- **Problem to solve**
Print the listing that follows, character for character.

-- BEGIN --

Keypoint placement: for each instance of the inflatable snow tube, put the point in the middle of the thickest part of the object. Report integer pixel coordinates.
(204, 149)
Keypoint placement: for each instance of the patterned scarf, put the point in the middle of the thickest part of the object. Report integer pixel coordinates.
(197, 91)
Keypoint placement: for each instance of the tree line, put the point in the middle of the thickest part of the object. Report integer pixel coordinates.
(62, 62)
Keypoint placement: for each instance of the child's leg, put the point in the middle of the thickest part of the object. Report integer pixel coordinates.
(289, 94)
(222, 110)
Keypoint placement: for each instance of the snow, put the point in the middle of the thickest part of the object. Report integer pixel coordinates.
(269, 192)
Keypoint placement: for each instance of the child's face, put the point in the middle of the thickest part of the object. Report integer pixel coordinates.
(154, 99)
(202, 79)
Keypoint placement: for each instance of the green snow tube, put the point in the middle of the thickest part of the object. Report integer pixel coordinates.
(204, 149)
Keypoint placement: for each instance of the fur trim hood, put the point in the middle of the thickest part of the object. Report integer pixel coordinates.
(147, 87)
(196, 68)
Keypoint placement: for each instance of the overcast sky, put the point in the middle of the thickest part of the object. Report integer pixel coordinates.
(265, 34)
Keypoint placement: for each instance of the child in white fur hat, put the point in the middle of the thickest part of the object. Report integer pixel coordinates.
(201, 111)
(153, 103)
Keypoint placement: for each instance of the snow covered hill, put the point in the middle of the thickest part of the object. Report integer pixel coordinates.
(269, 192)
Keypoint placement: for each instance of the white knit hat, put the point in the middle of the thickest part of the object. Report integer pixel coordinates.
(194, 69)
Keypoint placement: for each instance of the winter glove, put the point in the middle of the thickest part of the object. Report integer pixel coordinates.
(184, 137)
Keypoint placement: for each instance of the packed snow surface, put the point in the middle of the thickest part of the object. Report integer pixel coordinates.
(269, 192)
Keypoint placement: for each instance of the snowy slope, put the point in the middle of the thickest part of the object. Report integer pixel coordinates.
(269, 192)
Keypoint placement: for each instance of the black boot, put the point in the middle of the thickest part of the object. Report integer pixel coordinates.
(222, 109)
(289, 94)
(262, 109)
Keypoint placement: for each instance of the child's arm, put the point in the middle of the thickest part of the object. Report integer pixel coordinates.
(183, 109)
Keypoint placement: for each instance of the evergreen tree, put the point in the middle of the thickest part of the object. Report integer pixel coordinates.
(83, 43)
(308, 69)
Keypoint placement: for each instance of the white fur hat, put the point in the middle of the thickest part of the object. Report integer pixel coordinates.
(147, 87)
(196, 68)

-- END --

- **Complete answer**
Keypoint placement: for each instance of the inflatable snow tube, put the point in the middle of the thickest part of the object. Report integer pixel coordinates.
(204, 149)
Keypoint placement: for each instance of the patterned scarf, put the point in the middle of the thickest part of the object. Report integer pixel coordinates.
(197, 91)
Keypoint placement: for each instance of the tree line, put the point in the middle of the thickest part of the object. Report integer pixel coordinates.
(62, 62)
Keypoint placement: for each instance of the child's leg, put the point in the middle of the thickest part of the object. Report integer pixel coordinates.
(289, 94)
(222, 110)
Keypoint placement: for each instance of the snow, put the point in the middle of the thickest part of the object. Report integer pixel coordinates.
(269, 192)
Keypoint placement: for each instance of the child's face, put the point in the middle of the thickest part of the object. Report integer pixel coordinates.
(154, 99)
(202, 79)
Keypoint placement: for each instance of the green snow tube, put the point in the middle of the thickest part of the object. Report integer pixel coordinates.
(204, 149)
Keypoint placement: for each instance of the fur trim hood, put the point in the middle of the thickest part of the object. Report integer pixel coordinates.
(147, 87)
(196, 68)
Keypoint placement: for each instance of the overcast sky, put the point in the middle of the thickest part of the object. Report integer pixel coordinates.
(265, 34)
Keypoint placement: for each instance of the child in white fur hat, put the point in the middle of the thickest part of the object. Report integer pixel coordinates.
(201, 111)
(153, 103)
Keypoint placement: for each instance of the snow covered hill, put the point in the middle of the thickest part of the object. Report integer pixel coordinates.
(269, 192)
Keypoint placement: for each instance of the white knit hat, put the point in the middle of the thickest part of the object. Report integer pixel coordinates.
(194, 69)
Keypoint placement: for each instance of the winter glove, put the point in the middle of the thickest part of the object. Report integer pixel coordinates.
(184, 137)
Keypoint placement: for each instance of the packed snow surface, put the point in the middle of the thickest part of the object. Report integer pixel coordinates.
(269, 192)
Keypoint placement: for each instance of the snowy slope, put the point in the middle of the thickest part of the object. Report integer pixel coordinates.
(269, 192)
Keypoint placement: for each instance of the black boot, put the point in the middle of the thickest part of the object. Report integer pixel coordinates.
(222, 109)
(289, 94)
(262, 109)
Keypoint placement: for each instance of the child's arm, put the point in the middle of the thickest part of the object. Report integer pixel coordinates.
(183, 109)
Keypoint placement: for each instance of the evergreen tree, put the point in the middle of the thickest part of the object. Report integer pixel coordinates.
(83, 43)
(308, 69)
Keypoint placement: for each instance of the white fur hat, put the point in the middle of the thickest part of the object. Report integer pixel coordinates.
(147, 87)
(196, 68)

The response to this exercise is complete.